Source records start
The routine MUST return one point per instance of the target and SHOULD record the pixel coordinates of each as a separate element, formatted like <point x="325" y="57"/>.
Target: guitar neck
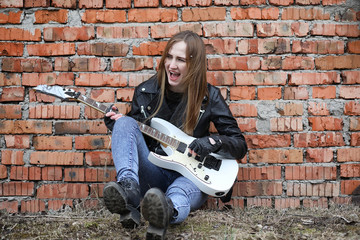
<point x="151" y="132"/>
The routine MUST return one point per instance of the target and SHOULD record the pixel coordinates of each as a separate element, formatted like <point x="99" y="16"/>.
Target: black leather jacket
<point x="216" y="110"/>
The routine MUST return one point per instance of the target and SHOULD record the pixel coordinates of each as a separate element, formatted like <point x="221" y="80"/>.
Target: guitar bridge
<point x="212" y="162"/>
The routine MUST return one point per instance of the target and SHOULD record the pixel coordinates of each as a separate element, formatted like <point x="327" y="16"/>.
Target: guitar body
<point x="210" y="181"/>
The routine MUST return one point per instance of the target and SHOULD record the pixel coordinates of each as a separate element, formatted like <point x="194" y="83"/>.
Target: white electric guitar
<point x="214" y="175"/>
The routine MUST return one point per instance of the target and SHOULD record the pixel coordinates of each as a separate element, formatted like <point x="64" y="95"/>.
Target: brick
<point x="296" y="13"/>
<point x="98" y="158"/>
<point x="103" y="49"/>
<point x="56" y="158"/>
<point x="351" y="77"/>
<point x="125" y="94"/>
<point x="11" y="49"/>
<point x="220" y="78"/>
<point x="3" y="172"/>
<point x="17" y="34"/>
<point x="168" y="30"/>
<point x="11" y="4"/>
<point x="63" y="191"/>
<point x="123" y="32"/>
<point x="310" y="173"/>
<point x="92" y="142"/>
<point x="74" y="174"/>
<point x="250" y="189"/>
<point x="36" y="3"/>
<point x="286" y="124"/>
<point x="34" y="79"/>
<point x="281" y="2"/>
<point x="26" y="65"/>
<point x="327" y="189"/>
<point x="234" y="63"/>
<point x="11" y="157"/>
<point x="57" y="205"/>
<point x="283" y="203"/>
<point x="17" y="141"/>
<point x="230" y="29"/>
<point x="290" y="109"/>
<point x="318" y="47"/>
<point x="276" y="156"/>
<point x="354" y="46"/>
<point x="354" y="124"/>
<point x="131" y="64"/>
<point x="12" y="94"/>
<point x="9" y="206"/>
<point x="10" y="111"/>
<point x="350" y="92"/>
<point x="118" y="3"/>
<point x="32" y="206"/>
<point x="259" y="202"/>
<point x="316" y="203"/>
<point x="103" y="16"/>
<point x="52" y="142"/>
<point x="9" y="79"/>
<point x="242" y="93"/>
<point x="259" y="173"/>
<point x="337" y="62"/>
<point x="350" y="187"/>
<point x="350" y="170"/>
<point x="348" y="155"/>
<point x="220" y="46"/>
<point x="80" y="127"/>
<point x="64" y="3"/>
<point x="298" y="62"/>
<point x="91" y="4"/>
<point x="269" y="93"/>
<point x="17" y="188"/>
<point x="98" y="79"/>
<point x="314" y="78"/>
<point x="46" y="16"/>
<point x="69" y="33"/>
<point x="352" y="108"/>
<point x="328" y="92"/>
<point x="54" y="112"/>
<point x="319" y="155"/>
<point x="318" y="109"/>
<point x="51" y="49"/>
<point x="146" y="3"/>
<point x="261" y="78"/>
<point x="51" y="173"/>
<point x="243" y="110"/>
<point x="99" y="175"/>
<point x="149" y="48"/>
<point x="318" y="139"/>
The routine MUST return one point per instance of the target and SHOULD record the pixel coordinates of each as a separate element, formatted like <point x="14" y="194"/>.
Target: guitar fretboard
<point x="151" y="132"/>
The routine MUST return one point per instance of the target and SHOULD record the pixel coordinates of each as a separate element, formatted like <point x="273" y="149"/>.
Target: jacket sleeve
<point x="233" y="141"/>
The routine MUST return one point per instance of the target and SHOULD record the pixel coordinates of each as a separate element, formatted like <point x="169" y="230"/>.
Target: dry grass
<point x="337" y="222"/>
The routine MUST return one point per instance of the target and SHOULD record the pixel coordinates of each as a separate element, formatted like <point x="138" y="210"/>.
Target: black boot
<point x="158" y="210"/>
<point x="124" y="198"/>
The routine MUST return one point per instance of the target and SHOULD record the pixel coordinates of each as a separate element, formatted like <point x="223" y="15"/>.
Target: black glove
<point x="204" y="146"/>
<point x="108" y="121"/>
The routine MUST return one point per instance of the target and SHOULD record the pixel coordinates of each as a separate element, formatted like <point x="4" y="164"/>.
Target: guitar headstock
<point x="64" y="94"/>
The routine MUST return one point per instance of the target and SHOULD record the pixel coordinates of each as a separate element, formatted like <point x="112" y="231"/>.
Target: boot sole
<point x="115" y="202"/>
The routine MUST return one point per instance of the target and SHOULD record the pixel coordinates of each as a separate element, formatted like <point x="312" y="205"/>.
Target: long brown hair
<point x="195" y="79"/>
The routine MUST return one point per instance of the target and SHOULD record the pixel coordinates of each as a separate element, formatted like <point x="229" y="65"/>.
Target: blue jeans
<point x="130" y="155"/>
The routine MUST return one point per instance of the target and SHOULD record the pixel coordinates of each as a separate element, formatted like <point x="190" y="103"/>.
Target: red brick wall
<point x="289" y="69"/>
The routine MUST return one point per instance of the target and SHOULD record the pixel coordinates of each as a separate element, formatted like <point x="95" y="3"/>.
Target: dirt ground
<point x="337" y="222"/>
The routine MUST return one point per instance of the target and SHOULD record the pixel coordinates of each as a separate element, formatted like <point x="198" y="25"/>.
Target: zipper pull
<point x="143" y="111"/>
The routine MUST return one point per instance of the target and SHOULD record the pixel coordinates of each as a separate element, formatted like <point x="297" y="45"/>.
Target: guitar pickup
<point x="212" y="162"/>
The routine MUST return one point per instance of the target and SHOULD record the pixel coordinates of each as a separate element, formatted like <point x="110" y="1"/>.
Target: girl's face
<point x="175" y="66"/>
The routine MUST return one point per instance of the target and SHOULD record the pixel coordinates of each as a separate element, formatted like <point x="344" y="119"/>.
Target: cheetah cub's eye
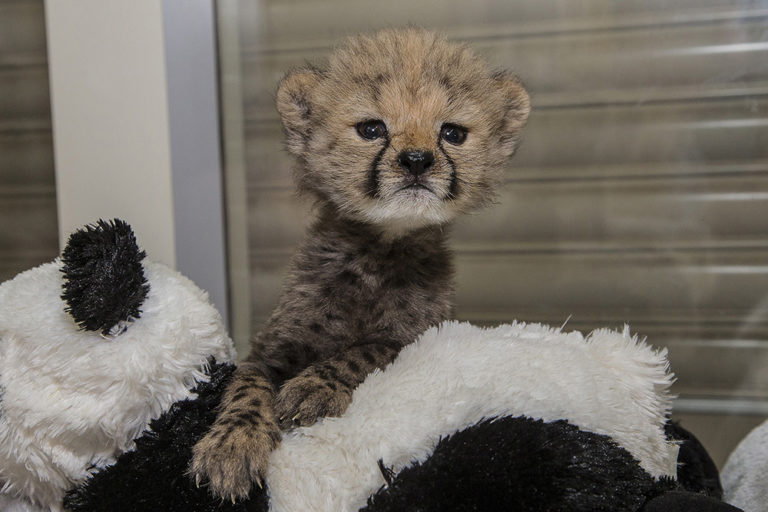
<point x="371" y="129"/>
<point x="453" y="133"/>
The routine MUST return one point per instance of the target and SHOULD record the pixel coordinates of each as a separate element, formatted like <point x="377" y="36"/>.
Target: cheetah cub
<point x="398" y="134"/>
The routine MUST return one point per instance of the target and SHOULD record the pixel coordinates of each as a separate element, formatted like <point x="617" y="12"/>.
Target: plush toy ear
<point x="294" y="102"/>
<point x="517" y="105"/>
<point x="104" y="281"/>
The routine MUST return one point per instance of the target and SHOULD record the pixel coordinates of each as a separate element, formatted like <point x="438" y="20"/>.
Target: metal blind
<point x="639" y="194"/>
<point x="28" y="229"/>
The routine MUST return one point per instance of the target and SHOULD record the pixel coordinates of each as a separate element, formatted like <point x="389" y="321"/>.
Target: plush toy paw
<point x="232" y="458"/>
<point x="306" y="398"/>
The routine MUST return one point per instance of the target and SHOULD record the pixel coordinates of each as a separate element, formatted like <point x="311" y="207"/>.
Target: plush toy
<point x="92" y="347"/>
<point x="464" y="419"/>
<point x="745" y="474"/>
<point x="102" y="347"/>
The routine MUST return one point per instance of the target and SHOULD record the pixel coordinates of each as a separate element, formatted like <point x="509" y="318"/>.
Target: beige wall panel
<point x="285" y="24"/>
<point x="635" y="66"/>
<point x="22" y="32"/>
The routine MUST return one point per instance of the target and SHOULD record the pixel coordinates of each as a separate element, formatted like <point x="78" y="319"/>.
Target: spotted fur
Source records end
### [Task to complete]
Write the records above out again exactly, with no pictures in your copy.

### [The solution]
The routine MUST return one point per instance of the target and SHOULD record the pixel coordinates of each as a separate element, formatted like <point x="325" y="57"/>.
Target: guitar neck
<point x="151" y="132"/>
The routine MUST return one point per instance of the target and SHOULD record the pixel coordinates of each as a separate element, formatted like <point x="99" y="16"/>.
Target: black leather jacket
<point x="216" y="110"/>
The routine MUST return one point per instance of the target and SHOULD record the pixel coordinates of each as a separate element, formatted like <point x="221" y="80"/>.
Target: guitar bridge
<point x="212" y="162"/>
The routine MUST return one point per instance of the target and SHOULD record the pixel coordinates of each as a separate element, formatted like <point x="327" y="16"/>.
Target: guitar body
<point x="210" y="181"/>
The routine MUST return one point per instance of the target and SHOULD record the pixel coordinates of each as a separate element, formatted like <point x="194" y="83"/>.
Target: white electric guitar
<point x="214" y="175"/>
The routine MUST return one point per instance of the target and SHOULD record the pixel coordinates of each as a separate element, formatted like <point x="64" y="95"/>.
Target: brick
<point x="296" y="13"/>
<point x="98" y="158"/>
<point x="103" y="49"/>
<point x="56" y="158"/>
<point x="351" y="77"/>
<point x="125" y="94"/>
<point x="11" y="49"/>
<point x="220" y="78"/>
<point x="3" y="172"/>
<point x="17" y="34"/>
<point x="168" y="30"/>
<point x="11" y="4"/>
<point x="63" y="191"/>
<point x="123" y="32"/>
<point x="310" y="173"/>
<point x="92" y="142"/>
<point x="74" y="174"/>
<point x="250" y="189"/>
<point x="36" y="3"/>
<point x="286" y="124"/>
<point x="34" y="79"/>
<point x="281" y="2"/>
<point x="26" y="65"/>
<point x="327" y="189"/>
<point x="234" y="63"/>
<point x="11" y="157"/>
<point x="57" y="205"/>
<point x="283" y="203"/>
<point x="17" y="141"/>
<point x="230" y="29"/>
<point x="290" y="109"/>
<point x="318" y="47"/>
<point x="276" y="156"/>
<point x="354" y="46"/>
<point x="354" y="124"/>
<point x="131" y="64"/>
<point x="12" y="94"/>
<point x="9" y="206"/>
<point x="10" y="111"/>
<point x="350" y="92"/>
<point x="118" y="3"/>
<point x="32" y="206"/>
<point x="259" y="202"/>
<point x="316" y="203"/>
<point x="103" y="16"/>
<point x="52" y="142"/>
<point x="9" y="79"/>
<point x="242" y="93"/>
<point x="259" y="173"/>
<point x="337" y="62"/>
<point x="350" y="187"/>
<point x="350" y="170"/>
<point x="348" y="155"/>
<point x="220" y="46"/>
<point x="80" y="127"/>
<point x="64" y="3"/>
<point x="298" y="62"/>
<point x="91" y="4"/>
<point x="269" y="93"/>
<point x="17" y="188"/>
<point x="98" y="79"/>
<point x="314" y="78"/>
<point x="46" y="16"/>
<point x="69" y="33"/>
<point x="352" y="108"/>
<point x="328" y="92"/>
<point x="54" y="112"/>
<point x="319" y="155"/>
<point x="318" y="109"/>
<point x="51" y="49"/>
<point x="146" y="3"/>
<point x="261" y="78"/>
<point x="51" y="173"/>
<point x="243" y="110"/>
<point x="99" y="175"/>
<point x="149" y="48"/>
<point x="318" y="139"/>
The routine MUST return one point per instance of the target and SHOULD record the pixel coordinates of each as a separate element, formatted like <point x="14" y="194"/>.
Target: guitar fretboard
<point x="151" y="132"/>
The routine MUST return one point per instance of the target and SHOULD record the pixel coordinates of each as a separate element, formatted like <point x="273" y="149"/>.
Target: jacket sleeve
<point x="233" y="141"/>
The routine MUST return one point per instance of the target and SHOULD record the pixel coordinates of each as a separate element, formatted like <point x="169" y="230"/>.
Target: dry grass
<point x="337" y="222"/>
The routine MUST return one point per instance of the target and SHOULD record the pixel coordinates of each as a separate element, formatted like <point x="138" y="210"/>.
Target: black boot
<point x="158" y="210"/>
<point x="124" y="198"/>
The routine MUST return one point per instance of the target and SHOULD record the pixel coordinates of each as a separate element, formatted like <point x="223" y="15"/>.
Target: black glove
<point x="204" y="146"/>
<point x="108" y="121"/>
The routine MUST return one point per instance of the target and SHOULD record the pixel coordinates of each as a separate element, formatted like <point x="4" y="164"/>.
Target: guitar headstock
<point x="64" y="94"/>
The routine MUST return one point per instance of the target and SHOULD record the pixel coordinates of each as a separate element, formatted like <point x="112" y="231"/>.
Target: boot sole
<point x="115" y="202"/>
The routine MUST return one point per instance of the target and SHOULD record the pixel coordinates of each as a separate element, formatted like <point x="312" y="205"/>.
Target: long brown hair
<point x="195" y="79"/>
The routine MUST return one point per instance of the target and SHOULD record the pixel coordinates of each as a separate element, formatted like <point x="229" y="65"/>.
Target: blue jeans
<point x="130" y="155"/>
The routine MUST return one point per instance of the target and SHOULD record the pixel coordinates of each as a separate element, formatted like <point x="190" y="103"/>.
Target: red brick wall
<point x="289" y="69"/>
The routine MUST return one point per instance of the target and SHOULD record the pixel coordinates of each as a separate element, formatted like <point x="95" y="3"/>.
Target: dirt ground
<point x="337" y="222"/>
The routine MUST return one point per instance of the target and SHOULD record the pixel coordinates of each as a separate element, formatted like <point x="198" y="25"/>.
Target: zipper pull
<point x="143" y="111"/>
The routine MUST return one point per instance of the target and SHOULD record the pixel coordinates of each as a separate element, formatted like <point x="297" y="45"/>.
Target: guitar pickup
<point x="212" y="162"/>
The routine MUST return one point per instance of the target and SHOULD record the pixel coordinates of each as a separate element, formatted like <point x="110" y="1"/>.
Target: girl's face
<point x="175" y="66"/>
The routine MUST return one point per instance of the target and SHOULD record the pixel coordinates of each as a separate element, formatted like <point x="344" y="119"/>.
Target: cheetah cub's eye
<point x="371" y="129"/>
<point x="453" y="133"/>
The routine MUST return one point per instance of the target and SHOULD record the pixel coordinates of each as a separate element, formatted like <point x="377" y="36"/>.
Target: cheetah cub
<point x="398" y="134"/>
The routine MUST return one point per instance of the target and SHOULD record the pixel coordinates of each as a separate element, formatted like <point x="617" y="12"/>.
Target: plush toy ear
<point x="294" y="102"/>
<point x="517" y="105"/>
<point x="104" y="281"/>
The routine MUST return one point per instance of the target and SHOULD record the pixel coordinates of each as a separate element, formatted like <point x="438" y="20"/>.
Target: metal blind
<point x="639" y="194"/>
<point x="28" y="229"/>
The routine MUST return one point per instance of the target and SHOULD record the pixel coordinates of each as a separate element, formatted like <point x="389" y="321"/>.
Target: plush toy paw
<point x="232" y="458"/>
<point x="306" y="398"/>
The routine MUST return one point per instance of the target and SHOULD record the pixel coordinates of each as a separate element, formatted like <point x="311" y="207"/>.
Target: plush toy
<point x="92" y="347"/>
<point x="464" y="419"/>
<point x="745" y="474"/>
<point x="102" y="347"/>
The routine MUST return one point per instance of the target and SHOULD record the pixel coordinates of each as a separate element, formatted like <point x="509" y="318"/>.
Target: beige wall panel
<point x="285" y="24"/>
<point x="635" y="66"/>
<point x="22" y="32"/>
The routine MUST return one point per instance of the target and SHOULD record the pixel coordinates of each as a separate element, formatted like <point x="78" y="319"/>.
Target: spotted fur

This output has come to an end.